> _EXCERPTED PASSAGE_:

◆ ◆ ◆

1. Of things that exist, some are in our own power, some are not in our own power. Of things that are in our own power are our opinions, impulses, pursuits, avoidances, and, in brief, all that is of our own doing. Of things that are not in our own power are the body, possessions, reputation, authority, and, in brief, all that is not of our own doing. And the things that are in our own power are in their nature free, not liable to hindrance or embarrassment, while the things that are not in our own power are strengthless, servile, subject, alien.

2. Remember, then, if you hold things by their nature subject to be free, and things alien to be your proper concern, you will be hampered, you will lament, you will be troubled, you will blame Gods and men. But if you hold that only to be your own which is so, and the alien for what it is, alien, then none shall ever compel you, none shall hinder you, you will blame no one, accuse no one, you will not do the least thing unwillingly, none shall harm you, you shall have no foe, for you shall suffer no injury.

◆ ◆ ◆

> _EXERCISE REQUIREMENTS_:
A – In the passage on what lies in our own power, how are the things that are in our own power described by nature?
B – Repeat the passage on what lies in our own power word for word, starting with "1. Of things that" and going on through "servile, subject, alien.".
C – Carry on the passage on what lies in our own power from the point where it stops.

(Stored data entries)

◆ ◆ ◆

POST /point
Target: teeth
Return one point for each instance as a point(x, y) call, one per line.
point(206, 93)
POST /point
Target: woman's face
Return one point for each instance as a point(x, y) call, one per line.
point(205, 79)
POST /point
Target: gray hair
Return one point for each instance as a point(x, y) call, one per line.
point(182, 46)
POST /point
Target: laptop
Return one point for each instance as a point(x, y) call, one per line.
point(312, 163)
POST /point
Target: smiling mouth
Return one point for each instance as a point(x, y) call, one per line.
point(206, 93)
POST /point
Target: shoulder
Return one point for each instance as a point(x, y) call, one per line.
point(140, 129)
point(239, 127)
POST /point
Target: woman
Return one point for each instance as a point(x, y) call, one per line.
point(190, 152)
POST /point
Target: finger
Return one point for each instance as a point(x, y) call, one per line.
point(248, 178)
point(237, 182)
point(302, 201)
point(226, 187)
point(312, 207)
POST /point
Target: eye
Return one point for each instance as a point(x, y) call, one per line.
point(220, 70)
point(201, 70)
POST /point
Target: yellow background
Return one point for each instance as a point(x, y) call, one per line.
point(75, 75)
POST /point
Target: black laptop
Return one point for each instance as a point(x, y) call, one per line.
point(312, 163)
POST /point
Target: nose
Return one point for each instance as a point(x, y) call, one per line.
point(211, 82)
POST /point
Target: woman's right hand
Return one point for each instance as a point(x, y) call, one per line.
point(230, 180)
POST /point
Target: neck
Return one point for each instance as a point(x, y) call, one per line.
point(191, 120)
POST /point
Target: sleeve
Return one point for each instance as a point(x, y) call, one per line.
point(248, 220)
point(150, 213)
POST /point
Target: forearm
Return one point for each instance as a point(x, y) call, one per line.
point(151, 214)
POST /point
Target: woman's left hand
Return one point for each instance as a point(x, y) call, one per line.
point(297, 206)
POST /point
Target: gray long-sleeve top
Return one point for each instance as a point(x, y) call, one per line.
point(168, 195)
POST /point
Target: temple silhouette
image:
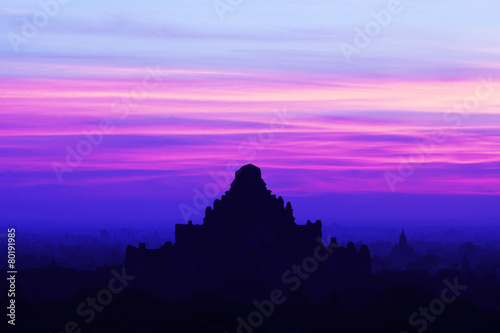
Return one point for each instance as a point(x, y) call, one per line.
point(247, 241)
point(402, 253)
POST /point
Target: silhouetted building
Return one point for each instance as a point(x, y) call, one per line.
point(248, 239)
point(402, 253)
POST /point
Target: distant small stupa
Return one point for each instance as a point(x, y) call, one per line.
point(402, 253)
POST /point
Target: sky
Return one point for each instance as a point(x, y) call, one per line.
point(354, 110)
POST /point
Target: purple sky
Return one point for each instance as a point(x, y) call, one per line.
point(125, 110)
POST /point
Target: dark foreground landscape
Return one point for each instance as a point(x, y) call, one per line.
point(249, 267)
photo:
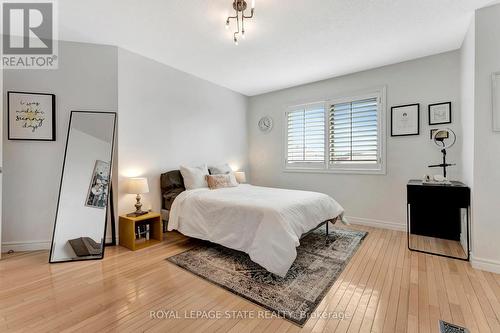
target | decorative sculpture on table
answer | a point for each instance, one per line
(444, 139)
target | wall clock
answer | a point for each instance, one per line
(266, 124)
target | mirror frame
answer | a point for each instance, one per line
(109, 193)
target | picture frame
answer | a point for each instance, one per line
(97, 195)
(405, 120)
(31, 116)
(440, 113)
(495, 85)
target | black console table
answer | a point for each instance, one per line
(434, 210)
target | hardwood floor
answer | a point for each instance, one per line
(384, 288)
(438, 245)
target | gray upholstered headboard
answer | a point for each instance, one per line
(172, 184)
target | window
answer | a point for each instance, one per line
(306, 136)
(339, 135)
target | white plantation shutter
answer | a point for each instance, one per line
(354, 132)
(306, 136)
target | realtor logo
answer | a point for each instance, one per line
(29, 35)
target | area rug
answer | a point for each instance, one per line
(294, 297)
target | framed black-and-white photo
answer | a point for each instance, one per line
(97, 196)
(440, 113)
(31, 116)
(405, 120)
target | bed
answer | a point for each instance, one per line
(266, 223)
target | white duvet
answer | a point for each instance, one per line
(266, 223)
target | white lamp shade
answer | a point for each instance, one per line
(137, 185)
(240, 176)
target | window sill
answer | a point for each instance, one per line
(344, 171)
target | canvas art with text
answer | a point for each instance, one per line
(31, 116)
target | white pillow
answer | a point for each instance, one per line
(194, 177)
(222, 169)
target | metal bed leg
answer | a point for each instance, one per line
(327, 230)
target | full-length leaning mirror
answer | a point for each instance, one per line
(80, 225)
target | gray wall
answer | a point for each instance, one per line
(373, 199)
(486, 200)
(468, 63)
(169, 118)
(86, 80)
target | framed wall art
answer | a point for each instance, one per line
(31, 116)
(405, 120)
(97, 195)
(440, 113)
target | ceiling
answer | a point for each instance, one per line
(288, 42)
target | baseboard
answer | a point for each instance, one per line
(25, 246)
(485, 264)
(376, 223)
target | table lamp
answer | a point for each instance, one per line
(137, 186)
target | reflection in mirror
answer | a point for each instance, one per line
(79, 230)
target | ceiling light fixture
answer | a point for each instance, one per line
(239, 7)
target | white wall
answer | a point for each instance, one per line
(169, 118)
(86, 80)
(486, 199)
(468, 63)
(374, 199)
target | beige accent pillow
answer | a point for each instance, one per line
(221, 181)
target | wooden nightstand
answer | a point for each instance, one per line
(128, 226)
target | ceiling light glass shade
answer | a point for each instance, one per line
(240, 7)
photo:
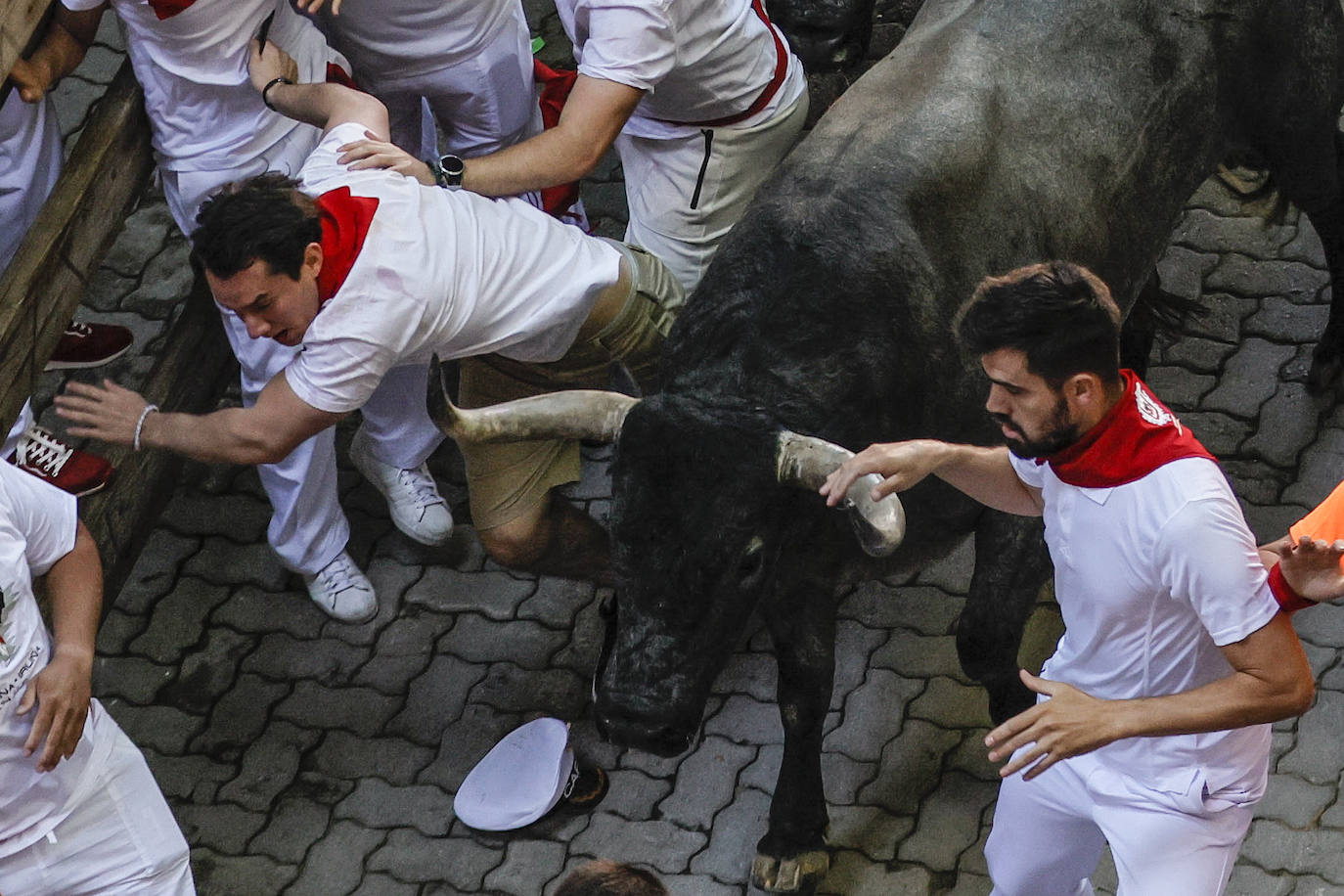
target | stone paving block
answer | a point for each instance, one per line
(873, 715)
(336, 863)
(1249, 378)
(491, 594)
(162, 729)
(525, 868)
(706, 784)
(392, 759)
(942, 833)
(207, 673)
(362, 711)
(269, 766)
(953, 704)
(250, 608)
(222, 561)
(376, 803)
(412, 856)
(241, 715)
(852, 874)
(733, 842)
(223, 828)
(922, 608)
(909, 769)
(294, 825)
(237, 874)
(478, 640)
(132, 679)
(869, 830)
(283, 657)
(553, 692)
(155, 571)
(1273, 846)
(434, 698)
(657, 844)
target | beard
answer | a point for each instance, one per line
(1059, 432)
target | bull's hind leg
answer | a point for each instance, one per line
(1010, 565)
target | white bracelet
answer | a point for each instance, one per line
(140, 424)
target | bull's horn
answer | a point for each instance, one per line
(573, 414)
(807, 461)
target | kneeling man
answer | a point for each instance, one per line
(1150, 730)
(367, 270)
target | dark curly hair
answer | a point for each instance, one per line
(1059, 315)
(258, 219)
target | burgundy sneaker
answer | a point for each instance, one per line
(89, 345)
(65, 467)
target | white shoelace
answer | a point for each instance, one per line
(42, 450)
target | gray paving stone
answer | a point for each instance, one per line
(376, 803)
(237, 874)
(869, 830)
(657, 844)
(873, 715)
(362, 711)
(294, 825)
(909, 769)
(269, 766)
(344, 755)
(336, 863)
(241, 715)
(412, 856)
(434, 698)
(706, 784)
(1249, 378)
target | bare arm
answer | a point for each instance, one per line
(1271, 680)
(62, 690)
(323, 105)
(61, 51)
(983, 473)
(263, 432)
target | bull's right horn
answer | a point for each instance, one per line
(571, 414)
(807, 461)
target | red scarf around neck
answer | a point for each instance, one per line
(1136, 437)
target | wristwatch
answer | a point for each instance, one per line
(448, 171)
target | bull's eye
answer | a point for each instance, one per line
(751, 563)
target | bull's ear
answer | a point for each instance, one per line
(807, 461)
(573, 414)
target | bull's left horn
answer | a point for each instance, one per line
(807, 461)
(573, 414)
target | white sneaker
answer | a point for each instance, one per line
(413, 499)
(343, 591)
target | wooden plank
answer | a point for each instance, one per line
(45, 284)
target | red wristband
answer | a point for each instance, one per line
(1287, 600)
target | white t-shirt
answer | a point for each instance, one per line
(410, 38)
(193, 66)
(36, 528)
(444, 272)
(697, 60)
(1152, 578)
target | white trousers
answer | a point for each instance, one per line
(1049, 834)
(118, 841)
(306, 525)
(686, 194)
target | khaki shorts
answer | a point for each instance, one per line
(506, 481)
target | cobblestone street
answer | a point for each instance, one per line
(305, 756)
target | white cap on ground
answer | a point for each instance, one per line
(519, 780)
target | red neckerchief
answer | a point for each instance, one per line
(1135, 437)
(344, 219)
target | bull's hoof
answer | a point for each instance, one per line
(801, 874)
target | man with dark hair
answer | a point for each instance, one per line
(1150, 730)
(367, 270)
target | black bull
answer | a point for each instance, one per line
(996, 135)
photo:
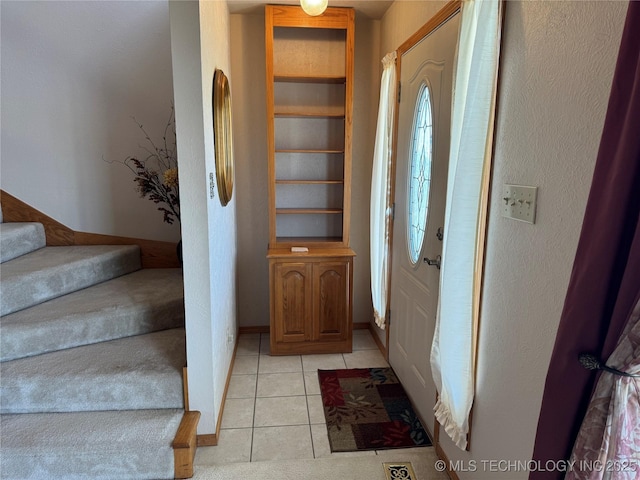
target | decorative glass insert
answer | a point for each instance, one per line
(420, 172)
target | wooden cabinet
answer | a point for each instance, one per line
(311, 302)
(309, 66)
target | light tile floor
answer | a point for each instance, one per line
(273, 409)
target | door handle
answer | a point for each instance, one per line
(433, 263)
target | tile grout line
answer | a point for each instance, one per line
(255, 396)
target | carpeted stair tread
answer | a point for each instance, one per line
(17, 239)
(55, 271)
(141, 372)
(137, 303)
(89, 445)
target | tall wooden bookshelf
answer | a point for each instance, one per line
(309, 65)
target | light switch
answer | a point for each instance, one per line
(519, 203)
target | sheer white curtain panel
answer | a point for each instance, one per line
(452, 353)
(380, 216)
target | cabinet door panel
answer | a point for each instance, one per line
(292, 302)
(331, 297)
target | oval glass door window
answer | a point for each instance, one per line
(420, 173)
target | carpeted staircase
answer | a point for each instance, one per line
(92, 349)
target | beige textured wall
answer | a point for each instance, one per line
(200, 43)
(73, 75)
(248, 69)
(557, 64)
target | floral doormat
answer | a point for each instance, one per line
(367, 409)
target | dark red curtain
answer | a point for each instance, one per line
(606, 273)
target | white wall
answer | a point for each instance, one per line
(557, 64)
(73, 75)
(200, 43)
(248, 67)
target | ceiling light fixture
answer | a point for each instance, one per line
(314, 7)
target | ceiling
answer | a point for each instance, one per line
(370, 8)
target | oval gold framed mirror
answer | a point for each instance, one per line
(223, 138)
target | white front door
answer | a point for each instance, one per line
(420, 193)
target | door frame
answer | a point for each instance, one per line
(442, 16)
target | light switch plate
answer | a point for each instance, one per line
(519, 203)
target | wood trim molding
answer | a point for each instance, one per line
(434, 22)
(211, 439)
(441, 453)
(255, 329)
(184, 445)
(153, 253)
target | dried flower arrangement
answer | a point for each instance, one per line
(156, 175)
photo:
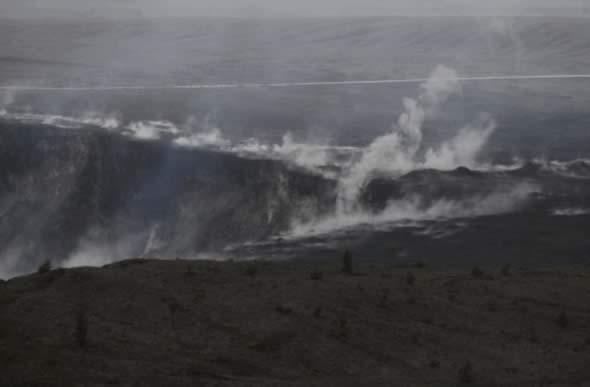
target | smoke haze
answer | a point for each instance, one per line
(268, 8)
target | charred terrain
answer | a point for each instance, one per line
(186, 323)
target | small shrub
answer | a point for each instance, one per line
(562, 320)
(476, 272)
(317, 312)
(82, 325)
(410, 279)
(347, 262)
(282, 309)
(252, 271)
(466, 373)
(384, 300)
(506, 270)
(45, 267)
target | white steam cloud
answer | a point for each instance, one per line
(396, 153)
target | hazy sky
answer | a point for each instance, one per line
(286, 8)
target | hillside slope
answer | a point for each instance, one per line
(183, 323)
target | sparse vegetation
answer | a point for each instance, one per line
(317, 312)
(251, 271)
(506, 270)
(283, 309)
(466, 373)
(82, 325)
(476, 272)
(45, 267)
(563, 320)
(347, 262)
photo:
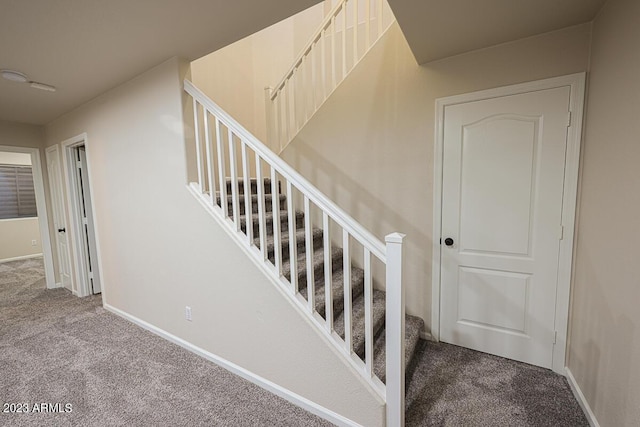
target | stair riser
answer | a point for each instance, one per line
(284, 225)
(266, 188)
(268, 204)
(300, 247)
(357, 277)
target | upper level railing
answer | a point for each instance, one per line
(229, 160)
(345, 35)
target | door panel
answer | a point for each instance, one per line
(86, 215)
(59, 218)
(502, 203)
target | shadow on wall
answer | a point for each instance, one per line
(608, 331)
(367, 205)
(375, 215)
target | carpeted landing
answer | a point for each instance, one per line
(59, 349)
(56, 348)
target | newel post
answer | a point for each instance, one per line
(268, 108)
(395, 316)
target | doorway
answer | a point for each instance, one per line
(61, 236)
(41, 206)
(81, 217)
(505, 193)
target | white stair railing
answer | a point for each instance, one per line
(345, 36)
(228, 154)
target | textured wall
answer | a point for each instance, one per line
(160, 251)
(605, 329)
(370, 147)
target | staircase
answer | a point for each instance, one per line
(336, 273)
(343, 38)
(317, 268)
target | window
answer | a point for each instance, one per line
(17, 195)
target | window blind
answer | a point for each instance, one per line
(17, 195)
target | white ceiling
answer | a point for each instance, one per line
(437, 29)
(86, 47)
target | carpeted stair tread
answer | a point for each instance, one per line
(337, 290)
(253, 182)
(358, 321)
(413, 327)
(317, 262)
(268, 203)
(316, 237)
(284, 221)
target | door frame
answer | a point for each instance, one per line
(41, 206)
(576, 82)
(82, 285)
(54, 151)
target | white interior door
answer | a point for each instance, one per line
(503, 173)
(59, 219)
(86, 218)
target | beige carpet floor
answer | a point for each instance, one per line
(59, 349)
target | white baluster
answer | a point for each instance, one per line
(268, 104)
(334, 61)
(222, 178)
(314, 82)
(235, 202)
(368, 313)
(311, 297)
(196, 129)
(348, 306)
(293, 246)
(394, 325)
(355, 32)
(261, 218)
(328, 272)
(209, 152)
(323, 65)
(275, 209)
(367, 20)
(344, 40)
(380, 17)
(248, 209)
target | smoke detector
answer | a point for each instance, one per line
(14, 76)
(18, 77)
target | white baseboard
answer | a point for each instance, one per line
(426, 336)
(288, 395)
(20, 258)
(582, 401)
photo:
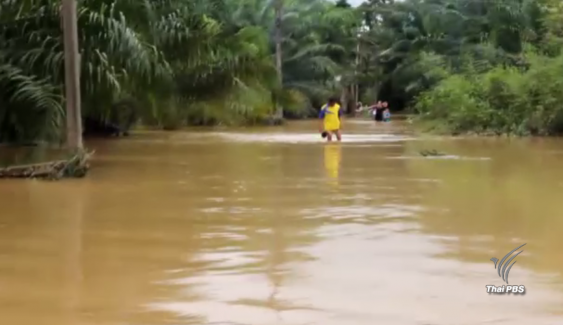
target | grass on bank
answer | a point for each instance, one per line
(522, 101)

◆ ◆ ◆

> _RESPONSES_:
A – They are free by nature, not liable to hindrance or embarrassment.

B –
1. Of things that exist, some are in our own power, some are not in our own power. Of things that are in our own power are our opinions, impulses, pursuits, avoidances, and, in brief, all that is of our own doing. Of things that are not in our own power are the body, possessions, reputation, authority, and, in brief, all that is not of our own doing. And the things that are in our own power are in their nature free, not liable to hindrance or embarrassment, while the things that are not in our own power are strengthless, servile, subject, alien.

C –
3. Aiming, then, at things so high, remember that it is no moderate passion wherewith you must attempt them, but some things you must utterly renounce, and put some, for the present, aside. For if, let us say, you aim also at this, to rule and to gather riches, then you are like, through aiming at the chief things also, to miss these lower ends; and shall most assuredly miss those others, through which alone freedom and happiness are won. Straightway, then, practice saying to every harsh appearance —Thou art an Appearance and not at all the thing thou appearest to be. Then examine it, and prove it by the rules you have, but first and above all by this, whether it concern something that is in our own power, or something that is not in our own power. And if the latter, then be the thought at hand: It is nothing to Me.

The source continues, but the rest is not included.